● SHORT PROBLEM
How many lines of the data below contain the word "court"? Reply with the count only.

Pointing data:
----------

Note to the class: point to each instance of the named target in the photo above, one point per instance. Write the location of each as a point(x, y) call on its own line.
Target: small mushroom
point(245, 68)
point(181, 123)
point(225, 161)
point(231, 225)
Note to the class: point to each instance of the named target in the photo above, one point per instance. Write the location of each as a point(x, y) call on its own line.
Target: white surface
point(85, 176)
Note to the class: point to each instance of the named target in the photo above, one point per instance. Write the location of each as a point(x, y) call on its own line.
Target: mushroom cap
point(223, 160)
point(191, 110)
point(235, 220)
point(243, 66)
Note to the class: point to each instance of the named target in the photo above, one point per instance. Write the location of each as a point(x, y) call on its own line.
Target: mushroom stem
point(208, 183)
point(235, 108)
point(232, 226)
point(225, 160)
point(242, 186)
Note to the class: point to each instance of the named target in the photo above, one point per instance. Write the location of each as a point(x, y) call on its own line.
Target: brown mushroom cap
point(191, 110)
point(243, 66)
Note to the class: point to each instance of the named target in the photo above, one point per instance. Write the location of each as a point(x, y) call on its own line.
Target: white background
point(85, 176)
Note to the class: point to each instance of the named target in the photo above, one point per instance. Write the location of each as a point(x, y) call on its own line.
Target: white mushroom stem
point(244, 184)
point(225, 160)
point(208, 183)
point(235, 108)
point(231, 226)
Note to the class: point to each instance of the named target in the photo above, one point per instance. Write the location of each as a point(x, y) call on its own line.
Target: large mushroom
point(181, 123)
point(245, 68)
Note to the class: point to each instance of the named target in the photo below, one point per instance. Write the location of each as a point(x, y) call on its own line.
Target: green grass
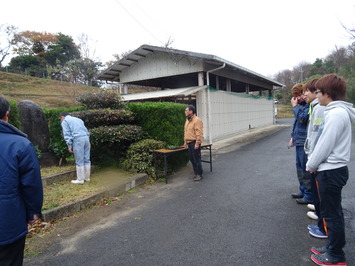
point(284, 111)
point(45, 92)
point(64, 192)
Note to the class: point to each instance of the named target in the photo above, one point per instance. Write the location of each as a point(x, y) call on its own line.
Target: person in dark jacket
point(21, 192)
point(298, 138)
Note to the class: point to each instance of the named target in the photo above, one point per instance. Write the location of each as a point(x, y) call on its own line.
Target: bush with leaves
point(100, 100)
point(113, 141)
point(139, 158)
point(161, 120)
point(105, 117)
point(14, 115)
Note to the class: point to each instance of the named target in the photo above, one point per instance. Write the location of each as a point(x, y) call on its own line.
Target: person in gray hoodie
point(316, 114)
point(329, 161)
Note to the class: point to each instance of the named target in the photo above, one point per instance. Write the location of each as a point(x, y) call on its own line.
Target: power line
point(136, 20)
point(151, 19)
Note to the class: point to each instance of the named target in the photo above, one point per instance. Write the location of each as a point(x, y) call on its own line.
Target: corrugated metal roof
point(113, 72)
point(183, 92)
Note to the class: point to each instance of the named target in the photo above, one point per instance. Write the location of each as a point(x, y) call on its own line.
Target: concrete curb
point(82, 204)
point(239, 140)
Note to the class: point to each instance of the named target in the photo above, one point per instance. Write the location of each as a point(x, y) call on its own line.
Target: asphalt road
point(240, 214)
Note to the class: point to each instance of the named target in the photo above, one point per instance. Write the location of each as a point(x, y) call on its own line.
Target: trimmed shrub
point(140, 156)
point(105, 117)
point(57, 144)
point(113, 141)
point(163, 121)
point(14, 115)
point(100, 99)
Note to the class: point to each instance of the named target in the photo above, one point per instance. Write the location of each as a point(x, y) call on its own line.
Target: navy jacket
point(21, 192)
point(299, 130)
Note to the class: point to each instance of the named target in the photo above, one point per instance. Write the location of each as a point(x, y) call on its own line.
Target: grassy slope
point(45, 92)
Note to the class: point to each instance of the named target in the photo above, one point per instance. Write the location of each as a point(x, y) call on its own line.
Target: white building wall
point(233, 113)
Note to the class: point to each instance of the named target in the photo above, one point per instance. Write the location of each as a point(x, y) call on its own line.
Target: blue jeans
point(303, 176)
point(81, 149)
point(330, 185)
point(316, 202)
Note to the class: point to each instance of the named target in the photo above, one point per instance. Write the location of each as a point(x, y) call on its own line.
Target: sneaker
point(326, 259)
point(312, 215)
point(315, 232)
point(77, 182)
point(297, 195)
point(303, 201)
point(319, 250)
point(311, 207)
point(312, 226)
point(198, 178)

----------

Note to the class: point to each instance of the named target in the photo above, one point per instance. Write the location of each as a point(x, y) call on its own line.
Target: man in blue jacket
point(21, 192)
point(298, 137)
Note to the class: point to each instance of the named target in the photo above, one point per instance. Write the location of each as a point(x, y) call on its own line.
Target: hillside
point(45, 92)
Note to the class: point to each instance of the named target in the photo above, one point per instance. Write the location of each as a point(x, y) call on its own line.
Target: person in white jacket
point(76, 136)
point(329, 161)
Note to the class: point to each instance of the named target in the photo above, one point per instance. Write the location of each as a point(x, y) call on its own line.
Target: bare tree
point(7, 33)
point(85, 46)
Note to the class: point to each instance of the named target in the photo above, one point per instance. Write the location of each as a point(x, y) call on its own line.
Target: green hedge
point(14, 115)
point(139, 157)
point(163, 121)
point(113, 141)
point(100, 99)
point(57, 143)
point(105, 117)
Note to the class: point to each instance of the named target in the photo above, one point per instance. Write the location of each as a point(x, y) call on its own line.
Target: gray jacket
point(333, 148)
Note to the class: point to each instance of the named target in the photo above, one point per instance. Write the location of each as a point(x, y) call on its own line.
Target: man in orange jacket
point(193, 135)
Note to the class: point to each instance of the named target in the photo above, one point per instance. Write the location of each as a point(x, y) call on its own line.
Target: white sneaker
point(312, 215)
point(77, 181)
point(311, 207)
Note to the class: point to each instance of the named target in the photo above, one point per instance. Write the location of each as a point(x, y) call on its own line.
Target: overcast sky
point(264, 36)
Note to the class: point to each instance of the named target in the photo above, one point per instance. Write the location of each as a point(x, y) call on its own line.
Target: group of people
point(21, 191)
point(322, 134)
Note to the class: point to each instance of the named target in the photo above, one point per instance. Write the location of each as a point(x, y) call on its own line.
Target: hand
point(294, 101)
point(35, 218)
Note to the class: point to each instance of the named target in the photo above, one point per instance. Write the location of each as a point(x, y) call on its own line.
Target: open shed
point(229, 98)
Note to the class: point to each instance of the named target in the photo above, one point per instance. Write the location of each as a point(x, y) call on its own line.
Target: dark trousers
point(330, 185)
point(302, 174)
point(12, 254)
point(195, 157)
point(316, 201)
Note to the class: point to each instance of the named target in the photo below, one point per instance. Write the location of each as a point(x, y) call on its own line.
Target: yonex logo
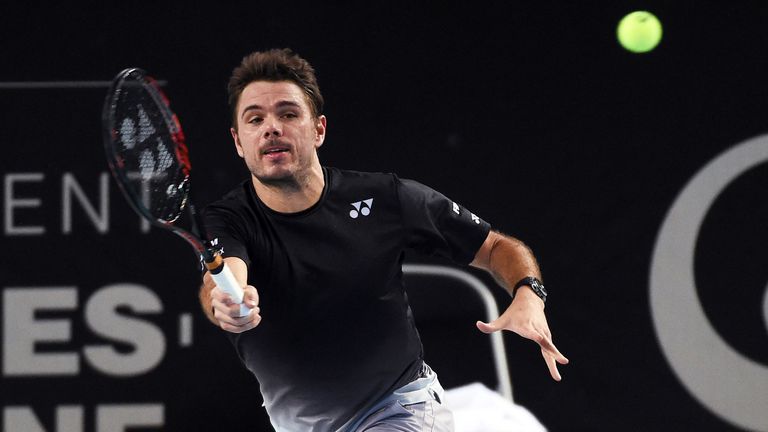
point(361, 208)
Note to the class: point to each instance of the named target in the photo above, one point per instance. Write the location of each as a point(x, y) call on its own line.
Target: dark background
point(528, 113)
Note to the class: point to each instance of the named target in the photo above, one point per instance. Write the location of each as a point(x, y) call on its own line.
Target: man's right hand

----------

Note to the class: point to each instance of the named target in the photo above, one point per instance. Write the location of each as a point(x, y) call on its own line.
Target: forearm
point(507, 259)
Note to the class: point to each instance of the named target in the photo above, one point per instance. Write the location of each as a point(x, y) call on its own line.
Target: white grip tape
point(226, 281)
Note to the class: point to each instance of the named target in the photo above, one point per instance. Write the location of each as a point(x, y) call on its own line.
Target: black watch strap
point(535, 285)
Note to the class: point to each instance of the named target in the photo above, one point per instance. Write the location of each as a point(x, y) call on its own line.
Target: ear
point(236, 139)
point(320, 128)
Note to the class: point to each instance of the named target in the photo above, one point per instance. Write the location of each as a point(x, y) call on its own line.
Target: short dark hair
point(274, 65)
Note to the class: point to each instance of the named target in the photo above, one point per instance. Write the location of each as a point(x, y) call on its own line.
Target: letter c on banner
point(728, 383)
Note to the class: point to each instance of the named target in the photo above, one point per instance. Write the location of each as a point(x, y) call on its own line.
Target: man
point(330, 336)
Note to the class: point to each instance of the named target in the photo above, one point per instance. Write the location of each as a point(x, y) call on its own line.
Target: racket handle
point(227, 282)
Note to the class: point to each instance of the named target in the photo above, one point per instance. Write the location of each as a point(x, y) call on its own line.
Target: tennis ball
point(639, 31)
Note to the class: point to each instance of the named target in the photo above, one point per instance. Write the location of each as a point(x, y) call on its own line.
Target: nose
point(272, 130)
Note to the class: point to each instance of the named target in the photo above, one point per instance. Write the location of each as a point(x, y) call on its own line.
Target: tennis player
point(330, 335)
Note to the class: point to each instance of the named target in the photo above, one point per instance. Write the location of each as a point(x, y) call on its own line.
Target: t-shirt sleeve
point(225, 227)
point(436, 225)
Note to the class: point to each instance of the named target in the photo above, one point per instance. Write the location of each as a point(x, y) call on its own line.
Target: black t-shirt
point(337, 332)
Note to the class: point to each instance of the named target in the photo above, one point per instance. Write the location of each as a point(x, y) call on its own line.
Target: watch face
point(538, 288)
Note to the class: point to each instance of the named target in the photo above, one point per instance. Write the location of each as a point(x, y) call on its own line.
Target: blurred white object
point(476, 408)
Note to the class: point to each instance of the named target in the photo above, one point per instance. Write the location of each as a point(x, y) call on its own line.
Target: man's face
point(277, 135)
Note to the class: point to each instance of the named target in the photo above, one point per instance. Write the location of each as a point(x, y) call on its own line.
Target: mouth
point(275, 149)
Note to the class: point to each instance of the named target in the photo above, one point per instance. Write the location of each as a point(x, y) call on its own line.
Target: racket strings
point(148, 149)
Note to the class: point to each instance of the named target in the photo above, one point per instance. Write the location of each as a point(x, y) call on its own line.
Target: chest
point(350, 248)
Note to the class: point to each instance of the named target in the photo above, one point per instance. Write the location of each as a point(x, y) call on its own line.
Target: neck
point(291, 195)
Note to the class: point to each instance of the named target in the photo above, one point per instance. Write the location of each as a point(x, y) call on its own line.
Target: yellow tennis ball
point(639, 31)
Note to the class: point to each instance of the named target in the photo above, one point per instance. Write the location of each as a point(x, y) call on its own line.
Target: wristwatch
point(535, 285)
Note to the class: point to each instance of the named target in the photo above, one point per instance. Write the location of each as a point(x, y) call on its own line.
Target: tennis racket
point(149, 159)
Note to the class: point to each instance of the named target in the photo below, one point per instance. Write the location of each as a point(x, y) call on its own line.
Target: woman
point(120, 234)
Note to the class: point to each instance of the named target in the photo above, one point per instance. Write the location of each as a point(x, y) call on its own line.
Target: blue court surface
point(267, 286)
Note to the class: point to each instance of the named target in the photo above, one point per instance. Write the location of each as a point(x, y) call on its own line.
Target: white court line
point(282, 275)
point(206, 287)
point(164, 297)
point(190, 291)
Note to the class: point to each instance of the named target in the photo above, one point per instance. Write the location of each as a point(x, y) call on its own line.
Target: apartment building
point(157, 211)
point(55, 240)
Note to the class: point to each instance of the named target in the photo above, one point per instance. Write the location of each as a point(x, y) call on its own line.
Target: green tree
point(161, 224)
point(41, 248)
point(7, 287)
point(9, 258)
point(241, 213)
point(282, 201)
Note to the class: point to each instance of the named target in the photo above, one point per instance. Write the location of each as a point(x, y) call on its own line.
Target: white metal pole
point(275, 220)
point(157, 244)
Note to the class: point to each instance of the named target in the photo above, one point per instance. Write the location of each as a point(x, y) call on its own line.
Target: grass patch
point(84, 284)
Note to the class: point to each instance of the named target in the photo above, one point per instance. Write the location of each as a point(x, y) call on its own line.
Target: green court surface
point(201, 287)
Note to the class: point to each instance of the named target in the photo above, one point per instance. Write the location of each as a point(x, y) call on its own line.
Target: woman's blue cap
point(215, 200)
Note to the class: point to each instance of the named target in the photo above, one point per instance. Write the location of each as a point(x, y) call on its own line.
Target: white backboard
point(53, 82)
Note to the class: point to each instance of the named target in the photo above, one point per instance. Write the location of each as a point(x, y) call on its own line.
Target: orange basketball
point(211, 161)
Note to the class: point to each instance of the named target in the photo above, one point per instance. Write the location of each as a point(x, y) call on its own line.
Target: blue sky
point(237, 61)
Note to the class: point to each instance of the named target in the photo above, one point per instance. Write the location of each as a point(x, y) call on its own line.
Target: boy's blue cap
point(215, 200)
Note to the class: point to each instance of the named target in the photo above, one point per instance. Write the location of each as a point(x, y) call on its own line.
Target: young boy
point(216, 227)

----------

● WRITTEN REPLY
3